CONSIGNE:
Modifiez un extrait du texte sur la présidence de Macron : recopiez tout ce qui va de « Quel orgueil il » jusqu'à « faveur des entreprises. », en remplaçant « sauveur » par « libérateur ».

TEXTE D'ÉTUDE:
◇ ◇ ◇ ◇

Quel orgueil il faut pour choisir de parader ainsi, et se mettre en scène tout seul avec force symboles pour apparaître tel un sauveur!
On a su quand ses premières décisions politiques ont été la suppression de l'impôt sur la fortune, la limitation des indemnités de licenciement et du droit du travail, les allègements fiscaux et sociaux en faveur des entreprises.
 

La caisse sur le trottoir

Gonflé par une confiance en soi exceptionnelle, il a mis en place une politique à sens unique, dite de l'offre, visant à améliorer la compétitivité des entreprises, à juste raison peut-être, mais en faisant fi des dégâts causés aux plus faibles. Avec l'explosion des gilets jaunes puis la crise du covid, il a mis la caisse sur le trottoir, acceptant que l'Etat se substitue aux entreprises défaillantes dans l'octroi de salaires décents, puis, pendant le covid, qu'il compense le chiffre d'affaires diminué par des clients empêchés.
La démagogie n'a pas été absente de ces largesses, qui n'ont pas cessé avec la fin du covid comme dans les autres pays d'Europe, conduisant la France dans la situation financière inquiétante qui en fait le cancre de l'Europe. 
De tout cela, l'opininion n'aura retenu que l'orgueil démesuré d'un homme perçu comme arrogant, orienté économie et soutien des puissants, au point de devenir le président le plus impopulaire de la cinquième république

Macron n'a pas su convaincre

 

Nul ne sait ce que l'Histoire retiendra d'Emamnuel Macron.
Elle rappelera sa vision d'une Europe forte, de relations déculpabilisées avec l'Afrique, d'une volonté de réconcilier les français en abattant les clivages politiques traditionnels.
Mais il y a loin de l'intention aux actes, et sur tous ces sujets on peut affirmer que le président français a échoué.

◇ ◇ ◇ ◇

DONNÉES:
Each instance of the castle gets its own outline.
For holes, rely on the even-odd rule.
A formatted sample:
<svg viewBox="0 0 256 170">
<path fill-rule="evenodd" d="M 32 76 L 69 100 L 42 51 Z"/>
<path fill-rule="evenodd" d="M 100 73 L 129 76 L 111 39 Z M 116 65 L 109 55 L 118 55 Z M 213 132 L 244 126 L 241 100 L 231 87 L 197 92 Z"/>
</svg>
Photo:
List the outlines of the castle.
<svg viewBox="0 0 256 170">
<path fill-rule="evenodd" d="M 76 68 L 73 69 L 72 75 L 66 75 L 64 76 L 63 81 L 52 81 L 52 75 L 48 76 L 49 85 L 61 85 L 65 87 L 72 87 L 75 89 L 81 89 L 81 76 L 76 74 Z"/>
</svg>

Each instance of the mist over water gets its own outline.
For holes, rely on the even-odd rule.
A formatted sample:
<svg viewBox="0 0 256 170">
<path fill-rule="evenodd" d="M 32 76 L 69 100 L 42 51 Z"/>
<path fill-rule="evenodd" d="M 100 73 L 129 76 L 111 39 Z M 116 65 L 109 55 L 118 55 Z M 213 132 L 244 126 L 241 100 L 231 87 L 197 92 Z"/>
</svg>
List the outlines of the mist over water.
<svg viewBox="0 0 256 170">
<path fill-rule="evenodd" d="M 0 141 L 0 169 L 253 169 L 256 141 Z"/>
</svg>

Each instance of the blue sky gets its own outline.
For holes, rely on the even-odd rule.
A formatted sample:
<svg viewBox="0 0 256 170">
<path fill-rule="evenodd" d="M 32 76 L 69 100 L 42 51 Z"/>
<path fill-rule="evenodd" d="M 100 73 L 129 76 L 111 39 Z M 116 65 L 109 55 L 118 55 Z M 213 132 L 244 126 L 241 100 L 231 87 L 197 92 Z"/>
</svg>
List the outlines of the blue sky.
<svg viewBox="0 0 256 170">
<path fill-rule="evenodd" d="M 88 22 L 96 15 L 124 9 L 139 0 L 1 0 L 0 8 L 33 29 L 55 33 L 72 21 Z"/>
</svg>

◇ ◇ ◇ ◇

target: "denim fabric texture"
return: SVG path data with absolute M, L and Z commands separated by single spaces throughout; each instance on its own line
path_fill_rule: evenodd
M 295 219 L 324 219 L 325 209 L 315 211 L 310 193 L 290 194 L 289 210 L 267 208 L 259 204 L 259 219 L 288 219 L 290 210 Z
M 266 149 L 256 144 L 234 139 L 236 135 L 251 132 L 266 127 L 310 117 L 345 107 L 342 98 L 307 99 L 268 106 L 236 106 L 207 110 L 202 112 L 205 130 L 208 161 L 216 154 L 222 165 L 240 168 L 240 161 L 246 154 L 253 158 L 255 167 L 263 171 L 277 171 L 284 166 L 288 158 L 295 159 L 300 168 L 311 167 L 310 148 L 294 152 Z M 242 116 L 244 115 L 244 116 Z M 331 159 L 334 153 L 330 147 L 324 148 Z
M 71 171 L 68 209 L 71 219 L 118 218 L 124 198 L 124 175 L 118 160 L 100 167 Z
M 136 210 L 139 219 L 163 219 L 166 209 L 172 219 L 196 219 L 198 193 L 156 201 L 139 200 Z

◇ ◇ ◇ ◇

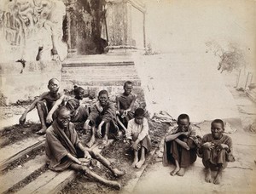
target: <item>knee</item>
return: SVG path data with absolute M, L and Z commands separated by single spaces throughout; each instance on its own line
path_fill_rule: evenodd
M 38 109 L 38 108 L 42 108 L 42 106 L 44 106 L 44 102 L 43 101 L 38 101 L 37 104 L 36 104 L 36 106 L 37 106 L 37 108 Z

◇ ◇ ◇ ◇

CORRIGÉ:
Quel orgueil il faut pour choisir de parader ainsi, et se mettre en scène tout seul avec force symboles pour apparaître tel un libérateur!
On a su quand ses premières décisions politiques ont été la suppression de l'impôt sur la fortune, la limitation des indemnités de licenciement et du droit du travail, les allègements fiscaux et sociaux en faveur des entreprises.